TASK BRIEF: The answer must consist of every record below, transcribed exactly.

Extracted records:
____

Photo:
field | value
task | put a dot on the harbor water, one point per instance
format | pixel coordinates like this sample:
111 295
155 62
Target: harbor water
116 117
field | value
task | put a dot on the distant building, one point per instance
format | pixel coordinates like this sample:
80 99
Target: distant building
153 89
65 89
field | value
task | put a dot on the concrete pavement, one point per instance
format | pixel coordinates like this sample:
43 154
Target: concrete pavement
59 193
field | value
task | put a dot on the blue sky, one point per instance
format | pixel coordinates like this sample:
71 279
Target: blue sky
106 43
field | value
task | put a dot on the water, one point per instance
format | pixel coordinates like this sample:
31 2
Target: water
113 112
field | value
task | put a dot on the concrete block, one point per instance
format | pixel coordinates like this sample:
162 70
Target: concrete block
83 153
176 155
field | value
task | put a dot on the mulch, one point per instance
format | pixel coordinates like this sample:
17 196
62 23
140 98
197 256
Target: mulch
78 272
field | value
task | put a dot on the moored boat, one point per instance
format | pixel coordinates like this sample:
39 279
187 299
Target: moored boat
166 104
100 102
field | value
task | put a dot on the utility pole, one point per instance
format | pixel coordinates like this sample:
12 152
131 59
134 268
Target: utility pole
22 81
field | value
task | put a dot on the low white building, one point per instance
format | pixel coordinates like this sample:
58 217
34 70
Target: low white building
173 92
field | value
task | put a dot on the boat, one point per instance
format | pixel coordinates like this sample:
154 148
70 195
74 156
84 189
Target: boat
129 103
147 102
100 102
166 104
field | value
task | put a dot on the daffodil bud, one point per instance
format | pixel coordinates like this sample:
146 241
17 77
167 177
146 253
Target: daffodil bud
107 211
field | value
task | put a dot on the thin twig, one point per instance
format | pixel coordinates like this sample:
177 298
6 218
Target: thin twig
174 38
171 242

____

ANSWER:
Photo:
field | value
task | put a dot on the harbor water, one point per instance
format | pixel coordinates like this sample:
111 295
155 62
Target: harbor water
116 117
field | value
task | put a dot on the distant building, one point per instance
format | pixel coordinates like this sample:
80 99
Target: distant building
153 89
65 89
field | value
task | put a dot on the concrete pavement, one point per instance
format | pixel coordinates like this sample:
43 154
Target: concrete pavement
59 193
field | value
task | put a dot on the blue sky, one point per instance
format | pixel coordinates like this sample:
71 279
Target: blue sky
106 43
field | value
task | put a dot on the water, one point per instance
format | pixel coordinates like this sample:
31 2
Target: water
113 112
field | value
task | put a dot on the concrete block, one point per instance
format | pixel coordinates like this sample:
162 70
Target: concrete block
83 153
176 155
field | value
task | put a dot on the mulch, one point per instance
format | pixel coordinates like this sample:
17 196
62 23
140 98
197 256
Target: mulch
78 272
field | value
task | put a dot on the moored boat, one point per instance
format | pixel coordinates like this sample:
39 279
187 299
Target: moored boat
166 104
100 102
field | value
task | put a dot on the utility pole, one point per instance
format | pixel coordinates like this sample:
12 152
131 59
134 268
Target: utility pole
22 81
field | value
task | put a dot on the low white building, one point per instance
format | pixel coordinates like this sample:
58 217
34 70
Target: low white building
173 92
field | value
task | put a dot on the boat, one point per instance
format | pixel coordinates like this sample:
154 148
70 195
74 156
84 189
Target: boat
129 103
147 102
100 102
166 104
field | value
task | put a dot on the daffodil bud, one point per instance
format | pixel coordinates like this sample:
146 241
17 77
167 177
146 253
Target: daffodil bud
107 211
field | value
task | put a dot on the thin twig, one point per instance
format | pixel coordinates like this sample:
177 298
6 218
Target: thin twig
174 38
171 242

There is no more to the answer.